• [Description of the task]
Transcribe the data in full and exactly, omitting any pictures.

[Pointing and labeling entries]
◆ ◆ ◆

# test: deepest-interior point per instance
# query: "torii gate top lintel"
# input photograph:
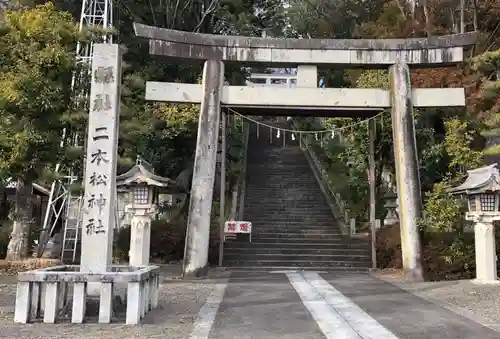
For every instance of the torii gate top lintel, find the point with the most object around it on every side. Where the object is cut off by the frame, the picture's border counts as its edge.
(368, 53)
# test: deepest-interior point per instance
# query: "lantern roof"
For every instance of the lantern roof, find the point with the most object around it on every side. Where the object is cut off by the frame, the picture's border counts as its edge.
(143, 173)
(480, 180)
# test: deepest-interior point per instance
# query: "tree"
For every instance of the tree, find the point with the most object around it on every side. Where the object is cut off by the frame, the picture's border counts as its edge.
(36, 66)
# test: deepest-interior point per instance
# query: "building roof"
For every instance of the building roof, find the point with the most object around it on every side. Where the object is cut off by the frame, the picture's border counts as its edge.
(143, 173)
(480, 180)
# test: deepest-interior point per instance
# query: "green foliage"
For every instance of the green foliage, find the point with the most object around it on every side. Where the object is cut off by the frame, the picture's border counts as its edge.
(457, 144)
(443, 212)
(36, 66)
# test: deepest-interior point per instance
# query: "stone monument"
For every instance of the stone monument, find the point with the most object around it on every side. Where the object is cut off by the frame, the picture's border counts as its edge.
(43, 293)
(306, 100)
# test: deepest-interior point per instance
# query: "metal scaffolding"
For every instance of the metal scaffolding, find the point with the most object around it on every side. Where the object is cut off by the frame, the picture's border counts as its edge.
(63, 207)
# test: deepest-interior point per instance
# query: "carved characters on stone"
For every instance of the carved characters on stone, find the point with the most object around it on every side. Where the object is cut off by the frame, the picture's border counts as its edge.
(94, 226)
(98, 201)
(101, 102)
(98, 163)
(104, 75)
(98, 179)
(99, 156)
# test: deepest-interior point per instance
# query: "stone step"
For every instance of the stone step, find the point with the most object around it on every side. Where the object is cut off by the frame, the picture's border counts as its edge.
(296, 263)
(296, 250)
(294, 268)
(285, 219)
(299, 240)
(265, 229)
(257, 234)
(344, 245)
(347, 257)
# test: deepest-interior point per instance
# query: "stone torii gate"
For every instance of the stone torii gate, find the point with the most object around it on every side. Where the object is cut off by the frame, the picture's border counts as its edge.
(305, 100)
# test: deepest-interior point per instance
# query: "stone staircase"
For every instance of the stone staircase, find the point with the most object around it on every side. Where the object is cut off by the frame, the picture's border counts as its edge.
(293, 226)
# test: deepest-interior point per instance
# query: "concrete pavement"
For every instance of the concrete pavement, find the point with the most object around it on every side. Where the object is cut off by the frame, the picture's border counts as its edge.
(261, 305)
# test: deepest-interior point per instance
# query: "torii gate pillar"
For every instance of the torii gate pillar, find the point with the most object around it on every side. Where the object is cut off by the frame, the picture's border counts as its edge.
(407, 169)
(195, 262)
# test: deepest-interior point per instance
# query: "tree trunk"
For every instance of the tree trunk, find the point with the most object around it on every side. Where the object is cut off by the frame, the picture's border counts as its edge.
(427, 18)
(474, 15)
(462, 16)
(18, 244)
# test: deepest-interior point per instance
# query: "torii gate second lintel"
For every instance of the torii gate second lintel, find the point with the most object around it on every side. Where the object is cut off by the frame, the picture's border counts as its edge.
(395, 54)
(255, 51)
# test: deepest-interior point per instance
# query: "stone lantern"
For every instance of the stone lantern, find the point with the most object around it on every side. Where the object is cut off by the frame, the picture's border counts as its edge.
(482, 190)
(143, 187)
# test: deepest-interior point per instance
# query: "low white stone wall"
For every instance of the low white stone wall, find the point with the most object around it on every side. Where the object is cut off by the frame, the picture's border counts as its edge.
(43, 293)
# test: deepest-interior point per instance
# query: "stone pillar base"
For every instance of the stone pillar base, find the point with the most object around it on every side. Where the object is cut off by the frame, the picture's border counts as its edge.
(486, 259)
(44, 291)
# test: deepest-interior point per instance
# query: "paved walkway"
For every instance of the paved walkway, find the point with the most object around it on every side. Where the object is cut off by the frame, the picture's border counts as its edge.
(261, 305)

◆ ◆ ◆

• [Full solution]
# test: deepest-interior point per instance
# query: "torii gate top lintel"
# input photograph:
For every instance of the torii gate top lintel, find the point with the most object around it on every side. Where the object is cut off by the frame, the picture's border counts as its edge.
(368, 53)
# test: deepest-interior point per instance
# query: "lantern roof"
For every instance of the lantern roof, find the point with the most object around it on every side. Where the object is cut off by the frame, the picture's border counts as its edge.
(143, 173)
(480, 180)
# test: deepest-interior point per instance
# query: "tree"
For every instance of the tree, find the point with the most object around it on every side. Where the object is cut off by the frame, the picture's border counts as its edge.
(36, 66)
# test: deepest-interior point per instance
# query: "building roof"
For every instance of the building roof, find the point with the most object around it on every side. Where the object is cut off by the frame, the picture's border counts as its edge.
(143, 173)
(480, 180)
# test: deepest-interior point per instance
# query: "green foliage"
For every instance of the green foliage, find the point with the most object around it on every side. Where the object is cut off by the frame, the picture's border counts as its edge.
(457, 144)
(443, 212)
(36, 66)
# test: deepest-interior point per instance
# query: "stone monument"
For every instance of the stone monument, find the point with the most object around it on every side. Where the object is cut off by the frame, the picture's border counts as its edge.
(43, 293)
(306, 100)
# test: deepest-interior point per instance
# query: "metal scaffolding"
For every instance of the metal scaffolding, find the point with the most object around it on every side. Where the object is cut off by the frame, the picture's border counts as its edge.
(63, 207)
# test: deepest-interior point per instance
# query: "carved characters on stone"
For every instance of the carved characters on stone, find the point with the most object around it on every side. Where the object is cut off by the frame, the picture's border counts as its edge.
(94, 226)
(98, 201)
(101, 102)
(98, 163)
(104, 75)
(98, 179)
(99, 156)
# test: deepest-interior point per instance
# query: "stone step"
For every instance of the stone step, find the point with the most object around it on every side. Where the object is cut off by the frame, the picture's border counts as its edge.
(296, 263)
(296, 250)
(294, 268)
(285, 219)
(299, 240)
(265, 229)
(257, 234)
(344, 245)
(347, 257)
# test: deepest-interior point per instance
# query: "stone torii gate"
For every instance of the stone torii gate, find the point with the most object around it on every side. Where the object is cut off by the frame, the picture's border counts as its edge.
(305, 100)
# test: deepest-interior point per instance
# query: "stone staircase"
For every instance of the stone staircase, find the point with the most object around it on every side. Where the object is cut off by the frame, the picture's border counts as its edge.
(293, 226)
# test: deepest-interior point per instance
# query: "concrete pavement"
For every instance of the concrete pavement, find the point with the most object around it on every side. Where the object is cut off by the frame, the picture's border counts as its edge.
(261, 305)
# test: deepest-interior point per instance
# query: "torii gate pillar"
For every instance of the torii gate pillar, find the point with the most object around it on every side. Where the object is cut off by the frame, the picture's border counts as its edge.
(407, 169)
(195, 262)
# test: deepest-interior point per instance
# query: "tree trunk"
For every instance of the tree trunk, find the point with the most object around it on every side. Where the object is cut off by the frame, the picture's border counts as its edge.
(427, 18)
(474, 15)
(462, 16)
(18, 244)
# test: deepest-interior point per instance
# query: "torii gate second lintel"
For every instance of the torii gate second lintel, find the point with the most object around it on every side. Where the object is cut off by the frame, the picture's border counts as its edge.
(395, 54)
(255, 51)
# test: deepest-interior point per instance
# query: "stone lantern"
For every instance of the stone lantern, find the point with the most object around it on every side. Where the object is cut off by the frame, the picture's border counts as its edge.
(482, 190)
(143, 187)
# test: deepest-interior point per instance
# query: "low white stone wall"
For every instance of the low white stone wall, find the point with the most object around it on every side. Where the object is cut off by the frame, the picture's border counts as its edge.
(43, 293)
# test: deepest-interior point per instance
# query: "stone pillar base"
For every instance of the stone pillar base, find the point with the most object around it on every side. Where the object is cut off by the frame, the picture's border counts as its edge.
(486, 259)
(44, 291)
# test: deepest-interior point per instance
# query: "paved walkway"
For every instance of the paved walkway, find the point with the most object around it on every side. Where the object is cut off by the frame, the picture's border counts as its edge.
(261, 305)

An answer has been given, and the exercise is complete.